→ **WHAT THE TASK REQUIRES**:
Copy the items from the line with "Return the outline of every instance of the boat mast" through the end of the items, changing "even-odd" to "nonzero" and keeping everything else the same.

* Begin RECORDS PROVIDED *

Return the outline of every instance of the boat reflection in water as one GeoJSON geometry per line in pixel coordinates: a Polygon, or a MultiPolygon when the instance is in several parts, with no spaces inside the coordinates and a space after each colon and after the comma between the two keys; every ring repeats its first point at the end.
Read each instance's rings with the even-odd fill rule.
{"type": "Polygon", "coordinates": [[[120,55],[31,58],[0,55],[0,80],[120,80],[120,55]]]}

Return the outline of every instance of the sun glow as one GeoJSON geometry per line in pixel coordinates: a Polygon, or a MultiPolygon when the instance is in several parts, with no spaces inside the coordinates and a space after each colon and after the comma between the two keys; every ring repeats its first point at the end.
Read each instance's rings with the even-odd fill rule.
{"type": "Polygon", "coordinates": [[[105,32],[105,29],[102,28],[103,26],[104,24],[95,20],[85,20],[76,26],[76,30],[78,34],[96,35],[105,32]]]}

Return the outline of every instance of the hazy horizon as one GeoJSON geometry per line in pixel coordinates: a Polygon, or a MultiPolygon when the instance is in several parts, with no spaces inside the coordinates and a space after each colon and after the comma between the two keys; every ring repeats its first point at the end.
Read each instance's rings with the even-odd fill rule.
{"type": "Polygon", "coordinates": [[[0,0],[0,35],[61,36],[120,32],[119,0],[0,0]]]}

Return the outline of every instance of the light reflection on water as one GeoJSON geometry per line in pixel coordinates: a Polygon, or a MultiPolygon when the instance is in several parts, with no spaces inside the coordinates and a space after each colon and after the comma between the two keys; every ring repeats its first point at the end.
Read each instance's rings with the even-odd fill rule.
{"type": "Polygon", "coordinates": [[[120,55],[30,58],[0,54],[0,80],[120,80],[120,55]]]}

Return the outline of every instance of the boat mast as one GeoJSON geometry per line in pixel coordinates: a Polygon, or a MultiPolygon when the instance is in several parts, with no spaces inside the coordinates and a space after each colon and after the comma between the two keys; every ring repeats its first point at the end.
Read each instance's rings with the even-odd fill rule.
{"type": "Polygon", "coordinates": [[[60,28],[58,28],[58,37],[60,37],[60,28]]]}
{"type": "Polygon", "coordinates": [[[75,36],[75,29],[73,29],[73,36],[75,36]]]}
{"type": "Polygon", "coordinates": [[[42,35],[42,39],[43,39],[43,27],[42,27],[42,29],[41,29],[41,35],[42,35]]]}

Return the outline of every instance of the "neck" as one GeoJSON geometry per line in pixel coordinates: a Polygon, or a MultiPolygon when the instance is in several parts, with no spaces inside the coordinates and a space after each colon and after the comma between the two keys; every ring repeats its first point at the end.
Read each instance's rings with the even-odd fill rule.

* End RECORDS PROVIDED *

→ **FINAL RESULT**:
Return the outline of every instance of the boat mast as one GeoJSON geometry per line in pixel coordinates: a Polygon, or a MultiPolygon when the instance is in several parts, with no spaces inside the coordinates and a space after each colon and after the comma between the two keys; every ring repeats its first point at the end.
Read each instance's rings with the nonzero fill rule.
{"type": "Polygon", "coordinates": [[[60,28],[58,28],[58,37],[60,37],[60,28]]]}
{"type": "Polygon", "coordinates": [[[75,36],[75,29],[73,29],[73,36],[75,36]]]}
{"type": "Polygon", "coordinates": [[[42,35],[42,39],[43,39],[43,27],[42,27],[42,29],[41,29],[41,35],[42,35]]]}

Return the outline of every instance of the "neck" as one GeoJSON geometry per line in pixel coordinates: a Polygon, or a MultiPolygon when the instance is in several parts, with no spaces inside the coordinates and a space after each colon and after the comma between the two keys; every ring repeats its first point at the end.
Read each instance's rings with the nonzero fill rule.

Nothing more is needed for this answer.